> _TASK BRIEF_: Swap "photo" for "image" throughout the listing and reproduce it with no other changes, omitting the pictures from your answer.

> _GIVEN DATA_:
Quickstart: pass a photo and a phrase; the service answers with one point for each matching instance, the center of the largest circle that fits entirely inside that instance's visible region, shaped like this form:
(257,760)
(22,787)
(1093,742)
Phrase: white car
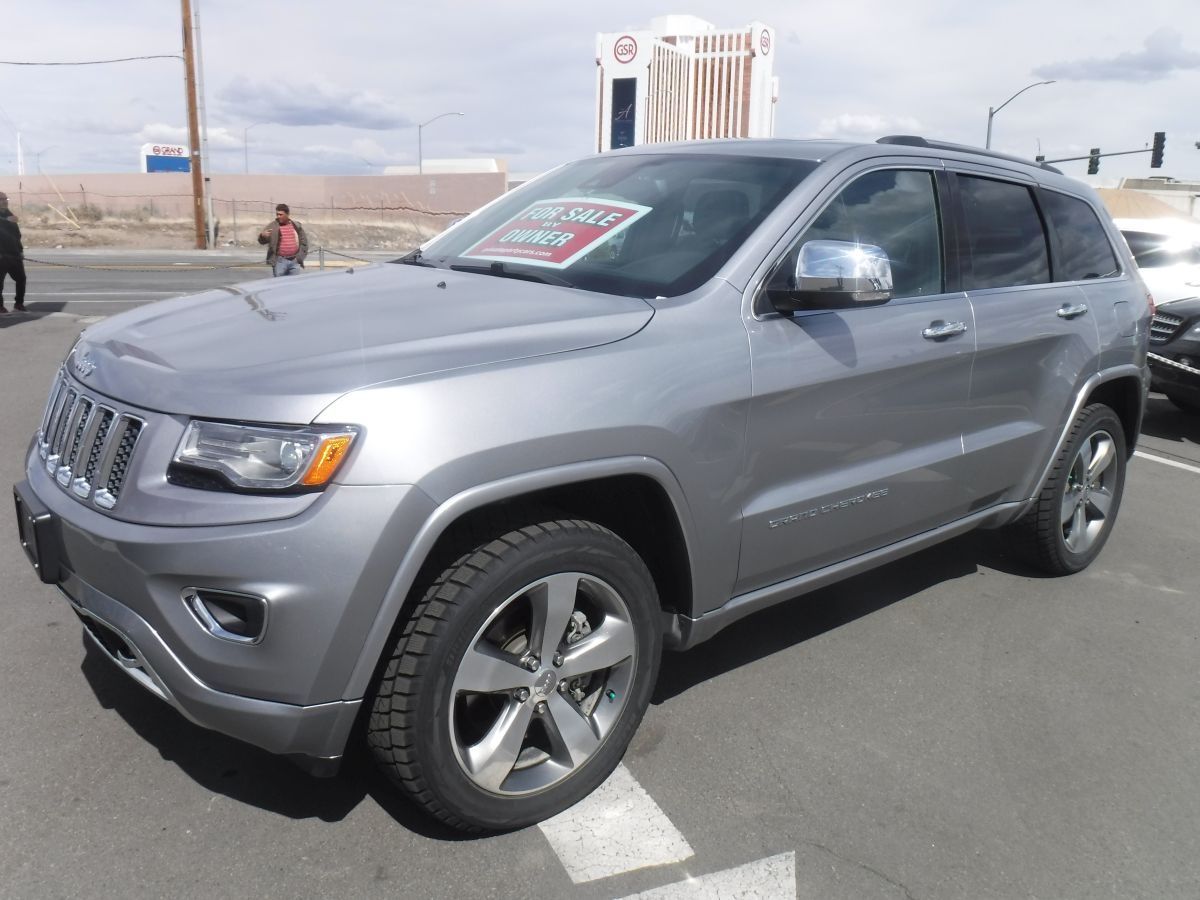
(1168,253)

> _ANSWER IN FULL_:
Quickstart: pass a image and a phrase; the service answers with one point for each matching instance, the center of the largest circle that fits entirely inside that instance's visible region, shaped like this form:
(257,760)
(22,787)
(1093,742)
Phrase: white car
(1168,253)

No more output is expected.